Saved entries:
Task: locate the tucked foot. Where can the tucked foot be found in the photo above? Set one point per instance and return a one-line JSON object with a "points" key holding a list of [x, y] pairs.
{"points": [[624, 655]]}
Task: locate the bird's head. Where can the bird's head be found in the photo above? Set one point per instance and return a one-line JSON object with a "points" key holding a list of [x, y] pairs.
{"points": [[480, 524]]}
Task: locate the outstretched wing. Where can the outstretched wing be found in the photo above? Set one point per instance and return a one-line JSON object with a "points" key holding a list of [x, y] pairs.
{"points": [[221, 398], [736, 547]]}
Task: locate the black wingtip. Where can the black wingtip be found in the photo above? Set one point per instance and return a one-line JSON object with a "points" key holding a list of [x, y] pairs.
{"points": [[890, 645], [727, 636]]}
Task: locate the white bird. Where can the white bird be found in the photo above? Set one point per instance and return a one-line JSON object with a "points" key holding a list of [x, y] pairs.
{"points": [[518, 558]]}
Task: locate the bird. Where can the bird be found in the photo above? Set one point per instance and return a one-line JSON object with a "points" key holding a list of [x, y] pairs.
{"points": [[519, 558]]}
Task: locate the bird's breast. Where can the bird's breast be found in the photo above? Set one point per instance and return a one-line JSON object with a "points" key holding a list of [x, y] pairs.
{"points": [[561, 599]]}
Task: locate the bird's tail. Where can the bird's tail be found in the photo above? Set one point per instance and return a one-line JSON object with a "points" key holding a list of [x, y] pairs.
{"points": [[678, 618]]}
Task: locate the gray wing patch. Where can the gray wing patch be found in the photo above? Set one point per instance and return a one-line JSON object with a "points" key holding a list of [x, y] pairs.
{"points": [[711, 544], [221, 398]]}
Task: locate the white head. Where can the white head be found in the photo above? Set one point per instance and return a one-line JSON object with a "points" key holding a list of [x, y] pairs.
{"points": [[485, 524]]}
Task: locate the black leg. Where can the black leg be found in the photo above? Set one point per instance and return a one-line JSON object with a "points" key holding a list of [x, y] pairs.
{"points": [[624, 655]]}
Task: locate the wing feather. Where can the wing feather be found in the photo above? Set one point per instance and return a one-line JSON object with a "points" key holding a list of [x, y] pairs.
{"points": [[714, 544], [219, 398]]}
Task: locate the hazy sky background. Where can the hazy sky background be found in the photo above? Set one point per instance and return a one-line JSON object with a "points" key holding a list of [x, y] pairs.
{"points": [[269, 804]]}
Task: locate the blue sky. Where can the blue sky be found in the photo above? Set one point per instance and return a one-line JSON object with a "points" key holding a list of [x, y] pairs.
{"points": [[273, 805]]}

▶ _Required work_: Each entry must be retyped exactly as it was written above.

▶ _Exercise answer_:
Task: locate the tucked foot. Where can the tucked foot be found in the photo above? Set one point per instance and return a one-line JSON object with a "points" key holding a list of [x, y] pairs.
{"points": [[624, 655]]}
Task: locate the bird's head. Where can the bird's head be found in the photo above? Set one point per instance and return a one-line JSON object with a "points" key holding a list of [x, y] pairs.
{"points": [[480, 524]]}
Task: locate the outstretched wing. Where can the outstretched wing be found in the photo above? Set one point per instance and return a one-line JSON object with a "points" key holding a list of [x, y] pairs.
{"points": [[221, 398], [736, 547]]}
Task: locate the black wingtip. Where can the black wingtip be found in the photo above? Set one point per instance and return a one-line JSON object with a "points" key holding a list of [x, y] pairs.
{"points": [[890, 645], [727, 636]]}
Task: locate the white bird. Where can the white bird be found in the photo above? Set one point per instance and return a one-line JSON object with a "points" key holding a list of [x, y] pairs.
{"points": [[518, 558]]}
Task: locate the bird. Where can the bird be found in the photo above? Set one point per instance and return a one-line JSON object with a "points" key holding a list of [x, y] pairs.
{"points": [[519, 558]]}
Task: locate the bird's breast. Where can the bird's breast be found in the photo above? Set one point per instance and return a one-line JSON object with a "points" key holding a list of [x, y] pairs.
{"points": [[561, 599]]}
Task: locate the bird's tail. Where can the bird's tail be found in the photo above? Set one point per instance and return a one-line JSON object with a "points" key holding a list of [x, y] pairs.
{"points": [[678, 618]]}
Task: locate the gray wing patch. Where can the gray wing patch be found in the photo above? Set one point per instance and return a one-line JSON object with a "points" key holding a list of [x, y] pairs.
{"points": [[711, 544], [221, 398]]}
Task: locate the white head. Where can the white head be found in the photo above? Set one point per instance and return a one-line JSON object with a "points" key holding a list of [x, y] pairs.
{"points": [[485, 524]]}
Task: locate the black leg. Where can the black leg be found in the photo above? Set one point per instance and return a one-line JSON object with a "points" key holding a list of [x, y] pairs.
{"points": [[624, 655]]}
Task: locate the wing feather. Where can the wing feather be found in the photo above? Set one point per instance and return a one-line JSON object with a "points" key holding a list of [x, y] pairs.
{"points": [[714, 544], [219, 398]]}
Task: locate the hazy sky background. Where can the hazy sky background be found in the photo above? Set one point per instance and return a one-line JSON object with a "points" key holding a list of [x, y] pairs.
{"points": [[269, 804]]}
Task: locate the blue sky. Where can the blue sky be found in the photo above? Set one point per instance and return a one-line JSON object with a "points" key holding a list of [x, y] pairs.
{"points": [[273, 805]]}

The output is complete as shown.